__Your assignment__: Rewrite the records from their first line through the line containing "320L889 432L939 466L1000", changing every "rough mask" to "coarse mask" and leaving the rest untouched. Return only those lines.
# # # # # # #
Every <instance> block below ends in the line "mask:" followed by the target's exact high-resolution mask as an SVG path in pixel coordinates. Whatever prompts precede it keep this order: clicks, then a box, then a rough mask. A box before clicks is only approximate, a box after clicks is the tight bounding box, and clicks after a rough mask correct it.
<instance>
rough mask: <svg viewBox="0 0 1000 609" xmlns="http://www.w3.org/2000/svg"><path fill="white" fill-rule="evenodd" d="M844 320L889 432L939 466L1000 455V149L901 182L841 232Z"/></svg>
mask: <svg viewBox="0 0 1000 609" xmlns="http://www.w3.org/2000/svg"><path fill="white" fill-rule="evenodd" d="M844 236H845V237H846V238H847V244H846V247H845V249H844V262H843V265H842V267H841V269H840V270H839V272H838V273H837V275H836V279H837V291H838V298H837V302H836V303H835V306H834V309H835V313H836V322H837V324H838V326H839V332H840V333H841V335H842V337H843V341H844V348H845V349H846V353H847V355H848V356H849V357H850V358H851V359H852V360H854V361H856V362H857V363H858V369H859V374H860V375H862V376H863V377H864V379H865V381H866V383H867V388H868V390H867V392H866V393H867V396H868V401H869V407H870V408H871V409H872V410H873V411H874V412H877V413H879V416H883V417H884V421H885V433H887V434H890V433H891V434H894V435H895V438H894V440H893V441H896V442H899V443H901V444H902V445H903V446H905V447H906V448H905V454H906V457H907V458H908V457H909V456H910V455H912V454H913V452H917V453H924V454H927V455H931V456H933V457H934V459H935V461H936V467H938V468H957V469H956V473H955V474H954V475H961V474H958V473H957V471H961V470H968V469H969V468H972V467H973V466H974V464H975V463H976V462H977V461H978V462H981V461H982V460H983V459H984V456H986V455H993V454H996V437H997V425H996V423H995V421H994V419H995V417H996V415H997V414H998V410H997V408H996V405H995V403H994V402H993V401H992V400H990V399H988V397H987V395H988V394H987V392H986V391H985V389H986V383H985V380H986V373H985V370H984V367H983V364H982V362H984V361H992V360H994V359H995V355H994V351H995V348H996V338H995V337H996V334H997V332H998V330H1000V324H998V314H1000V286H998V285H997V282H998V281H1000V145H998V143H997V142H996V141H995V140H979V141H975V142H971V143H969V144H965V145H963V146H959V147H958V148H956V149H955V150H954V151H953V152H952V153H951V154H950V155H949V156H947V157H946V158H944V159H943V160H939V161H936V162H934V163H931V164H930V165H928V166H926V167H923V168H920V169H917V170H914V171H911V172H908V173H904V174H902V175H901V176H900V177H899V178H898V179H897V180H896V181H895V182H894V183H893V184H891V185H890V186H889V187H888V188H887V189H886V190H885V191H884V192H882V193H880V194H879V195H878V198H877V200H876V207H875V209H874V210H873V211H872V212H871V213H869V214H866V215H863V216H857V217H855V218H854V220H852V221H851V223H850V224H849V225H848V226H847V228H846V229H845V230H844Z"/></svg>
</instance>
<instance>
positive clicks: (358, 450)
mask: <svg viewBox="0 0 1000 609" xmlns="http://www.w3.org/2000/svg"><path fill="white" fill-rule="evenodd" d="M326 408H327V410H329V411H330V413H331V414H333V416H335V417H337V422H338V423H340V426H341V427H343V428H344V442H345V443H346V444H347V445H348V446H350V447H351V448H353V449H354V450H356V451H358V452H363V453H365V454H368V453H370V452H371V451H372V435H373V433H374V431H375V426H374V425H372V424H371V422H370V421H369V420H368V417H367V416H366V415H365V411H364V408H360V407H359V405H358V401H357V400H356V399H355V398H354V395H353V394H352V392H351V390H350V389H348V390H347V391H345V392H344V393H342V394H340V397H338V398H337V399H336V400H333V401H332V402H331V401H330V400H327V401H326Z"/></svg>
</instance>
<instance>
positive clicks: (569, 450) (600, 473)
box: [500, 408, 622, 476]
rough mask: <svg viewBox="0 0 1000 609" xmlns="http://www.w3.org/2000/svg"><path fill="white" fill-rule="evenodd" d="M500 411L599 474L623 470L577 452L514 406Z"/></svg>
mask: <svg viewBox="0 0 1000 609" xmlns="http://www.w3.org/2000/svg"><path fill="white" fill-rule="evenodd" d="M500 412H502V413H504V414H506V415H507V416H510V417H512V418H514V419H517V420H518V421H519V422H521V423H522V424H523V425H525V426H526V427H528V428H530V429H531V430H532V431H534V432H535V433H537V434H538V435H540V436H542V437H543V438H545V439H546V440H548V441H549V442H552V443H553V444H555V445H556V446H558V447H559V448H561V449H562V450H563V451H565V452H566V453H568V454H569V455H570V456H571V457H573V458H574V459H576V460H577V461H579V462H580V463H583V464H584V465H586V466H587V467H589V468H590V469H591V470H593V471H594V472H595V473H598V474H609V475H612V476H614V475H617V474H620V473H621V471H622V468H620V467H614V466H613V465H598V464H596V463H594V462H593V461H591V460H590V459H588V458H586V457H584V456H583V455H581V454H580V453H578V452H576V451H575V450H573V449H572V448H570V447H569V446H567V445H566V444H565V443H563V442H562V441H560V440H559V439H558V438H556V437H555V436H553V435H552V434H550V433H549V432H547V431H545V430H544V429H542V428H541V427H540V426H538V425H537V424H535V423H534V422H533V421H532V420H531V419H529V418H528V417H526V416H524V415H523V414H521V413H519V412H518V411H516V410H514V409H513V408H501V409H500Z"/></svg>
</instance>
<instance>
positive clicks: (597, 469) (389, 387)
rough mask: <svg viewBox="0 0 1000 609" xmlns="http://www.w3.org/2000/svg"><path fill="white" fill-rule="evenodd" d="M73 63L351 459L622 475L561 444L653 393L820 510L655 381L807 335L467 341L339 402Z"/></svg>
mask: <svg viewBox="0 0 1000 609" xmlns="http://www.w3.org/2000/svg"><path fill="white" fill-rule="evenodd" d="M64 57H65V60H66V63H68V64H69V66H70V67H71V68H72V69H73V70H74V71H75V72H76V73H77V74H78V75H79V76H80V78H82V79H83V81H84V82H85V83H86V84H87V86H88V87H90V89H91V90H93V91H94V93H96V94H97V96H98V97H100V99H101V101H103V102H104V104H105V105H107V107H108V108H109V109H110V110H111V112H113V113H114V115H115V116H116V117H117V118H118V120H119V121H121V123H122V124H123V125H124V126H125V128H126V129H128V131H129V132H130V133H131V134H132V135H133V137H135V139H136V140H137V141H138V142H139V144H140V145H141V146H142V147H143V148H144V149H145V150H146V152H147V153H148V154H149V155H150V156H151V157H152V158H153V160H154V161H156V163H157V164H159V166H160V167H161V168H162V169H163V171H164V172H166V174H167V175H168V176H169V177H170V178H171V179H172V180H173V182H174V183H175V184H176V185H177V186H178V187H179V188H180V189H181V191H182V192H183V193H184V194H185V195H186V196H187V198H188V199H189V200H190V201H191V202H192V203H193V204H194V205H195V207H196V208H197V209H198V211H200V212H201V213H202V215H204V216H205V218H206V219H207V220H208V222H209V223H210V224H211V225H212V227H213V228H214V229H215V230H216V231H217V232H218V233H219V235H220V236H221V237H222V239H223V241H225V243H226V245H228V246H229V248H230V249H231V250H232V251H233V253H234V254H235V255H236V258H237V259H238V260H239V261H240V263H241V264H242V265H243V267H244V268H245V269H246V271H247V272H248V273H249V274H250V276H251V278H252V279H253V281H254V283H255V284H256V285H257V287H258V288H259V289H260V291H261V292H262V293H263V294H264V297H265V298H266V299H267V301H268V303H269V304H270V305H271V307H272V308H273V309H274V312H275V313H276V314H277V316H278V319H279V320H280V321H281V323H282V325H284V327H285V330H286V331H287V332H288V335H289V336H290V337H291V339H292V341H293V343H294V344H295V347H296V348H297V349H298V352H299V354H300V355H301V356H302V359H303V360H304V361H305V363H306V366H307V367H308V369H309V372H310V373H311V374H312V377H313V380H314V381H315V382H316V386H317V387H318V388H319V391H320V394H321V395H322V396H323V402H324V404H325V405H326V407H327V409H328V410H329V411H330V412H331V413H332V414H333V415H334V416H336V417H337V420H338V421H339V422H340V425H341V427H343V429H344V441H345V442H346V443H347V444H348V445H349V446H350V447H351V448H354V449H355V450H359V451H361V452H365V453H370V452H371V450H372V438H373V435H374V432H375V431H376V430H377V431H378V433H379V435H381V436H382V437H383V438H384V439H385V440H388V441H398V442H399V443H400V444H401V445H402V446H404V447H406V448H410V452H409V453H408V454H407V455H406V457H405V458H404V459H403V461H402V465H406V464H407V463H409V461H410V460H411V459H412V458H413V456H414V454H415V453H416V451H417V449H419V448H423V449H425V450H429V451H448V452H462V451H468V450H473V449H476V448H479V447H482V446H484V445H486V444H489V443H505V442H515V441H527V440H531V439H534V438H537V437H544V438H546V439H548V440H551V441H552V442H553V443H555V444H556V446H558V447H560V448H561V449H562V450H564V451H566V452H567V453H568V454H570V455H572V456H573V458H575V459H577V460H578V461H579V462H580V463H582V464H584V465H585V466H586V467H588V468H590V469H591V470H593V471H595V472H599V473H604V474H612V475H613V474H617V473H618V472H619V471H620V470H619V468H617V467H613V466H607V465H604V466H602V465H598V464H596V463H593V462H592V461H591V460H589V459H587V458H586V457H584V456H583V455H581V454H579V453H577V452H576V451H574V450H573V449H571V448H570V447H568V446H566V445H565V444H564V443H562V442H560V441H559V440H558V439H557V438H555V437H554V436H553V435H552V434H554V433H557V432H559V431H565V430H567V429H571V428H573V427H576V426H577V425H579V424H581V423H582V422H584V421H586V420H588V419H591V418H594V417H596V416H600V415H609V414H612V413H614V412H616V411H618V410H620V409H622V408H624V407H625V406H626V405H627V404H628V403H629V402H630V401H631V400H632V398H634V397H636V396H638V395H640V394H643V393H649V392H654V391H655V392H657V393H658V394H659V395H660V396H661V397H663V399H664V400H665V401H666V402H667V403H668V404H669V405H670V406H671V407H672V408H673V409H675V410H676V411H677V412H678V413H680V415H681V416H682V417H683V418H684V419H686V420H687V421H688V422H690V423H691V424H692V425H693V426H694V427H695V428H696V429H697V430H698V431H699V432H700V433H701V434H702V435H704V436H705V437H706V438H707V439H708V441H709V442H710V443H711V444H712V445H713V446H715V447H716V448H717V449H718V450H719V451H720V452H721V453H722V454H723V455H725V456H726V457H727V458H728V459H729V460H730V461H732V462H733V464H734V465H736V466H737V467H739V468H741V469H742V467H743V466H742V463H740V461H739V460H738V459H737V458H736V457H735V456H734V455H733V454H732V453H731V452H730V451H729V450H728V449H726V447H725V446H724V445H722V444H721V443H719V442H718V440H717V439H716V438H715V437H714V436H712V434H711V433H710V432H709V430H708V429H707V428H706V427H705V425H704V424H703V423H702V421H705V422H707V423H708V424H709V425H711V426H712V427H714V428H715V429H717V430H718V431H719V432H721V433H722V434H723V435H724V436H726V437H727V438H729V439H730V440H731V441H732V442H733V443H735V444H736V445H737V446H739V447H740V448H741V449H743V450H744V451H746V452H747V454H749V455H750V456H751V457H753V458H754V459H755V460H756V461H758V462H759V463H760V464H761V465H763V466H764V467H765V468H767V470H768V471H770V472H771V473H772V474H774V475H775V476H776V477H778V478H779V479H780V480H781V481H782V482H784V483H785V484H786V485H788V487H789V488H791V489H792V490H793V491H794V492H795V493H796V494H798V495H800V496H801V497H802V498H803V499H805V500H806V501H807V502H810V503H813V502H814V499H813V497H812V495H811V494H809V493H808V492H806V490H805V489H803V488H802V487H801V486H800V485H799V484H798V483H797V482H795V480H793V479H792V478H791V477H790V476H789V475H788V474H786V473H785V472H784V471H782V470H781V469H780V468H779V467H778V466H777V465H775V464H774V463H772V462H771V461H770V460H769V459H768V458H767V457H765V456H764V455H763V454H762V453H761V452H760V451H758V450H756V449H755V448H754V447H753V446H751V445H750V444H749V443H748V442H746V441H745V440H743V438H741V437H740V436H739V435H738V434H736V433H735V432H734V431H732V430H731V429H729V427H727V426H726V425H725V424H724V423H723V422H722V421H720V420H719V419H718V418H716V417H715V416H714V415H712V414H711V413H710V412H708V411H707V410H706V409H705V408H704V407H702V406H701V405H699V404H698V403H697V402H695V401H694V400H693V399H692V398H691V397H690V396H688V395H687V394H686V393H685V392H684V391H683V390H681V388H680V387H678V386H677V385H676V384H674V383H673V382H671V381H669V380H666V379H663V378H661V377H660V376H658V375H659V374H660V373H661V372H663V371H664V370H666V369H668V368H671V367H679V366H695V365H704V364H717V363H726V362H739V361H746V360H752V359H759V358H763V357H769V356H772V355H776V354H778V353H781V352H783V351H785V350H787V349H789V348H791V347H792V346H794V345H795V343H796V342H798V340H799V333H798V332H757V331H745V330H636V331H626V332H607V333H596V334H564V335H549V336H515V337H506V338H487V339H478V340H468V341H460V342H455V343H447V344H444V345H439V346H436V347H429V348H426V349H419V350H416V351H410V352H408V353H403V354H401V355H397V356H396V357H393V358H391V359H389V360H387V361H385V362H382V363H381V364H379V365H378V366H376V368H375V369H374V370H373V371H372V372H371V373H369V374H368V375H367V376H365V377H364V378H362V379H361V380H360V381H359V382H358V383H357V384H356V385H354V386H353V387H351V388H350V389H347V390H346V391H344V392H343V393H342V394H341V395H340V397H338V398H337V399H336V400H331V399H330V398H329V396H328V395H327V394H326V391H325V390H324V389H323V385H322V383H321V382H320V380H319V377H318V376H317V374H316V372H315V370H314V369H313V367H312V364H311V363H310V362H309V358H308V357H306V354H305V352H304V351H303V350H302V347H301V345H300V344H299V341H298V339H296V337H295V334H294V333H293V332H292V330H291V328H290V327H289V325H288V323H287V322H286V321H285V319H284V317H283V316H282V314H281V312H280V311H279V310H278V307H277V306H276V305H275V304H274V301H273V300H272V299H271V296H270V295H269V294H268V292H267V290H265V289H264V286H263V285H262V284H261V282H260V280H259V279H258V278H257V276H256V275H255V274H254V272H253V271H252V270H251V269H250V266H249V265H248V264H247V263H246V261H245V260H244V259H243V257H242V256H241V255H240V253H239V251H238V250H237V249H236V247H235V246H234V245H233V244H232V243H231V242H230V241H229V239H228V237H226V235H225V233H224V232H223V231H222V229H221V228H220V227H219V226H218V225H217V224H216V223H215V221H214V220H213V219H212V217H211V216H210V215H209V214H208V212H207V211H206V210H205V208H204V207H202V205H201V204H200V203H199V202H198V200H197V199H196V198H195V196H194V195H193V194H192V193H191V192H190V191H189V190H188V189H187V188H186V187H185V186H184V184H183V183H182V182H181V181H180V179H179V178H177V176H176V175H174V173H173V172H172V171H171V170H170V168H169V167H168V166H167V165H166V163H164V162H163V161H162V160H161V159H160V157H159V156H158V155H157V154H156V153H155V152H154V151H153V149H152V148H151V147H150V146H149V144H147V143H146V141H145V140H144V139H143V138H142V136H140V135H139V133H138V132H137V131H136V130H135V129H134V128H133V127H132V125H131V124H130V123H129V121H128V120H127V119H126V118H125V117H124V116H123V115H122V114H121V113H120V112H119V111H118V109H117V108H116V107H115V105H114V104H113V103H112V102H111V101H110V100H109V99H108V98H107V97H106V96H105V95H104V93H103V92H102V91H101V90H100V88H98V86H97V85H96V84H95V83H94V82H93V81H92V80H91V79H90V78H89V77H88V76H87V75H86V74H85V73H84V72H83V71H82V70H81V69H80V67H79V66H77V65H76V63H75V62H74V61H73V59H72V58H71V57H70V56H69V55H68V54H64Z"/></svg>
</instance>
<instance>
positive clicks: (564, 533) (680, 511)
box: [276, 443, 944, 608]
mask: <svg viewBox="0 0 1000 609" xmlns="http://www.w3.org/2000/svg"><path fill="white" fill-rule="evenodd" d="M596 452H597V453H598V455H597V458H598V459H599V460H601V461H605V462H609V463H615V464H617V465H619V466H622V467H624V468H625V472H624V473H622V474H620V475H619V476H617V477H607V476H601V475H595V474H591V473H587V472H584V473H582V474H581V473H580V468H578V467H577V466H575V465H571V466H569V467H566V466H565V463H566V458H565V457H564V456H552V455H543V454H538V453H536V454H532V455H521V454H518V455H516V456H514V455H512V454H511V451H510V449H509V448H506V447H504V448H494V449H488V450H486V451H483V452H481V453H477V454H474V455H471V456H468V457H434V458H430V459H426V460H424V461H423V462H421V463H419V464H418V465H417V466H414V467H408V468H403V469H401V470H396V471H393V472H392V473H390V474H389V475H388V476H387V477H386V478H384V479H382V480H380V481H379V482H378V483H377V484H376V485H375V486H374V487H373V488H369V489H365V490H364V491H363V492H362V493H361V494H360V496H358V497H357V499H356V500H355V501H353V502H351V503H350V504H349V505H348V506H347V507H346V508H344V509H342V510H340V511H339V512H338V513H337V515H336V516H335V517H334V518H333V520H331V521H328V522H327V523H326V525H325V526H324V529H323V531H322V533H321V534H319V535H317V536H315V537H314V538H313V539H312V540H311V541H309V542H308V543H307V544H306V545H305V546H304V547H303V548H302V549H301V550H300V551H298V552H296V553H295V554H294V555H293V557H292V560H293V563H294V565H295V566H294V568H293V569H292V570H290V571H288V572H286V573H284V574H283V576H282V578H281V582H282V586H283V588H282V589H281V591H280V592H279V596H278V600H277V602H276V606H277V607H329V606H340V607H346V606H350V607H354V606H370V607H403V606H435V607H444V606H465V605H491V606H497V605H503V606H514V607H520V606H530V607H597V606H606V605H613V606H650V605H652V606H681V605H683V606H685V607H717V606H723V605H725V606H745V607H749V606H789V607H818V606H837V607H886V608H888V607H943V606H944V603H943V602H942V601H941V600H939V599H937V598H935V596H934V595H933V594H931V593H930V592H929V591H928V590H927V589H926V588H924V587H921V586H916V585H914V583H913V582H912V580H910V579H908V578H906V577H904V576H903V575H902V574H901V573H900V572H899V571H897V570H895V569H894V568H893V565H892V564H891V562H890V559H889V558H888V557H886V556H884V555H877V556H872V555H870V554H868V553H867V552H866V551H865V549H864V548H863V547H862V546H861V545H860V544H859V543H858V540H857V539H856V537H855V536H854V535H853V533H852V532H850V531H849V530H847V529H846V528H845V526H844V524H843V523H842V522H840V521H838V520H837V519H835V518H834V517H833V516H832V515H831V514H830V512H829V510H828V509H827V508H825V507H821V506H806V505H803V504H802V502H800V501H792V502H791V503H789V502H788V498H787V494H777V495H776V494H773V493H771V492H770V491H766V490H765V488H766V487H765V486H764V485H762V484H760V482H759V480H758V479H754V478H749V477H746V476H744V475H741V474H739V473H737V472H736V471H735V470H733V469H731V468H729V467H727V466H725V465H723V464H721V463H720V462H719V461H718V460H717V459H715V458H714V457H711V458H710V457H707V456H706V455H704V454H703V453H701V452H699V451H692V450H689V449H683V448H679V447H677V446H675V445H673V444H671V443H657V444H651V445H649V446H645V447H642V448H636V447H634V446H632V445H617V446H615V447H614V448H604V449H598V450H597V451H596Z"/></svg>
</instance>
# # # # # # #
__Exercise response__:
Every <instance> block below ends in the line "mask:" followed by the target's exact high-resolution mask as an SVG path in pixel coordinates. Whatever prompts precede it keep this order: clicks, then a box, then a coarse mask. A box before clicks is only approximate, a box after clicks is the tight bounding box, and clicks after a coarse mask correct it.
<instance>
coarse mask: <svg viewBox="0 0 1000 609" xmlns="http://www.w3.org/2000/svg"><path fill="white" fill-rule="evenodd" d="M844 320L889 432L939 466L1000 455V149L901 182L841 232Z"/></svg>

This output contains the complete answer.